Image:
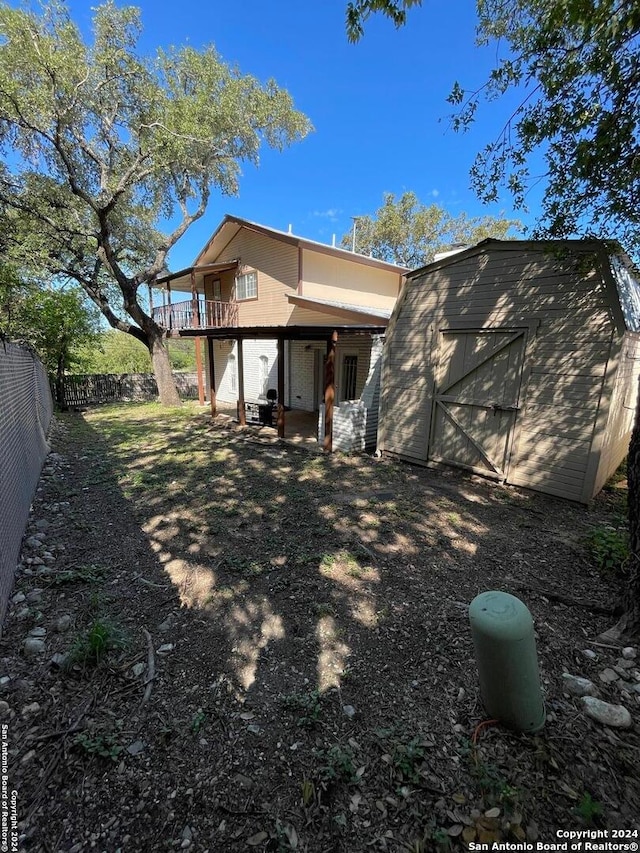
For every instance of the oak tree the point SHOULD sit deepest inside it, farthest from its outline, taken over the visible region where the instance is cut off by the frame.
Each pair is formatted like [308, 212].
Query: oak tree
[108, 156]
[574, 66]
[409, 233]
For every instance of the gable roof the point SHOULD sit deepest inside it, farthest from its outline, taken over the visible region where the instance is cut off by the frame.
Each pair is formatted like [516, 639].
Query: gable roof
[231, 225]
[622, 278]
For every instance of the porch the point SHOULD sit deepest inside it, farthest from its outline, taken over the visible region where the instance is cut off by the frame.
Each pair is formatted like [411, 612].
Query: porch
[302, 427]
[329, 337]
[197, 314]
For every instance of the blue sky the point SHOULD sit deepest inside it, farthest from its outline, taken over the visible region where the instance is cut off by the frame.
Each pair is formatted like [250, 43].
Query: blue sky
[379, 108]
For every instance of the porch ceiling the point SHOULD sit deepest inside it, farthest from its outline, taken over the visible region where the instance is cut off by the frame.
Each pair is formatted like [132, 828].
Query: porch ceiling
[287, 333]
[181, 280]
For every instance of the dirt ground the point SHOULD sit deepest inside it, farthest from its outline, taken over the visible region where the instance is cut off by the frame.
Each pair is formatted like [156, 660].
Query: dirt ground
[220, 642]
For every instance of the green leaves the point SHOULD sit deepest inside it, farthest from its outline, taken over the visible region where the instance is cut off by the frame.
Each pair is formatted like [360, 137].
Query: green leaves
[408, 233]
[578, 65]
[106, 145]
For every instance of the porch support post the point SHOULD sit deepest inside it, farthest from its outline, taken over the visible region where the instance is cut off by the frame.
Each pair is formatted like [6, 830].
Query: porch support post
[242, 415]
[280, 421]
[196, 324]
[194, 301]
[329, 391]
[199, 371]
[212, 377]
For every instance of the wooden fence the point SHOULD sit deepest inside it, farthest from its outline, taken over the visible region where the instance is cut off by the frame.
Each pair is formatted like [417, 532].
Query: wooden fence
[89, 389]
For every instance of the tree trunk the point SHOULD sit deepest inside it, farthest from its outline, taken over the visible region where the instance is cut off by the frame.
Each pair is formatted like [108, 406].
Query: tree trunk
[167, 390]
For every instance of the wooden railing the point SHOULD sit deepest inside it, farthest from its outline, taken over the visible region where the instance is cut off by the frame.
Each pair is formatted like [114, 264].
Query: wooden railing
[203, 314]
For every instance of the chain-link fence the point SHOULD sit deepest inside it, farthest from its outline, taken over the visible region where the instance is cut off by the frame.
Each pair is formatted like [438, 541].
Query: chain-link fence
[25, 414]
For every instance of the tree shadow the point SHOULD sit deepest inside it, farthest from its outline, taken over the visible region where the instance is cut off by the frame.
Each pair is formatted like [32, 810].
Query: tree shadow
[313, 614]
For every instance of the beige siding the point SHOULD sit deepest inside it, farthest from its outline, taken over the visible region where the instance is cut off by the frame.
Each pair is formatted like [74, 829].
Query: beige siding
[622, 409]
[340, 280]
[277, 266]
[567, 350]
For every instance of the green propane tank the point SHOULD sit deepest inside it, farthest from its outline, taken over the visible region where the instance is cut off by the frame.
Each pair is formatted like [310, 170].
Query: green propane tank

= = = = =

Print all entries exactly. The images do not belong in the copy.

Image:
For every instance of the oak tree the point SHOULD sit deepest inside it, farthest from its outline, taken over the visible region where the instance is cut off by the frame.
Each pair is formatted like [308, 212].
Query: oak tree
[108, 156]
[574, 66]
[409, 233]
For every instance of the gable roof the point SHOULD sit deepest inside it, farthest from its outline, taken over the visible region where the instance is cut off by the frame.
Each pair is formatted like [516, 639].
Query: gable roof
[231, 225]
[622, 278]
For every instance of the porch the point SHOULD sit deepest inside it, farthest from its outline, taken over the visible region where the instance is cut off by the frame.
Each pair is formatted like [411, 612].
Query: porch
[302, 427]
[329, 337]
[197, 314]
For every instance of the blue sky the point SHOULD sit deepest inside it, farthest from its outline, taken over the visible region where the instance is cut off by the frame.
Each pair is formatted like [250, 43].
Query: blue sky
[379, 108]
For every instance of the porch ceiling the point SHOULD sit deepest inside it, farthest from its outline, taken over the visible region where the instance is cut off by the frame.
Each pair is formatted like [132, 828].
Query: porch ceiling
[287, 333]
[181, 280]
For every instance of the dirt ground the point SHOULD sit deepest inside it, farthest from its outline, taken over the visible region where the instance is cut off by the frame.
Each pair is formatted like [156, 660].
Query: dirt ground
[220, 642]
For every instance of the green leaves the point SHOULD sit deepest inside it, farthest from its outline, taken over the visible region where the instance is cut off by the frame.
Each pair is formatted like [360, 137].
Query: green leaves
[408, 233]
[578, 65]
[106, 145]
For every instance of the porch support post the point SHOULD sit deepest inside it, farthest from its outline, taken over the visible region where the instance is cut off by the frame.
Each pair is formatted like [6, 830].
Query: porch support post
[242, 415]
[280, 421]
[196, 324]
[194, 301]
[329, 391]
[199, 371]
[212, 377]
For every instance of the wooden fence the point SHOULD sit deepest inside it, farthest from its outline, taken over the visible region where the instance is cut off by the frame.
Each pair is formatted like [417, 532].
Query: wooden fence
[89, 389]
For every instance of the tree trunk the point SHOULD sit deepest inside it, farthest from its outline, taken over the visible region where the instance is cut off by the frame.
Each pair is formatted like [108, 406].
Query: tree trunk
[167, 390]
For every instance of the wooden railing the point SHOULD sit deepest inside it, farthest from its outline, taken over the visible region where the instance is cut off by the frame.
Each pair is formatted like [114, 264].
Query: wooden railing
[203, 314]
For every instance of the chain-link fence the point SHOULD sit deepest inside it, farthest from its outline, taken over the visible region where the instance is cut off by the frame.
Each pair is formatted like [438, 541].
Query: chain-link fence
[25, 414]
For every instance of the tree shadow the point SHOULD sit deepest inside it, farthest from its outline, taken over the visible region where the instance is cut off by the frame.
Each pair is formatted like [32, 810].
Query: tree shadow
[313, 614]
For every instance of the beige siding the point SHOULD sit deepest inside it, farthest from its outline, taken over the visible region where the instance is cut off by the frame.
Each pair is formatted like [74, 829].
Query: beige siding
[622, 409]
[340, 280]
[277, 266]
[567, 350]
For every instance of the green propane tank the point SHOULD sit deepest inside it, farthest from its outline, taken over the visible region where the instance is cut off by the frame.
Each pair is formatted like [310, 170].
Query: green propane tank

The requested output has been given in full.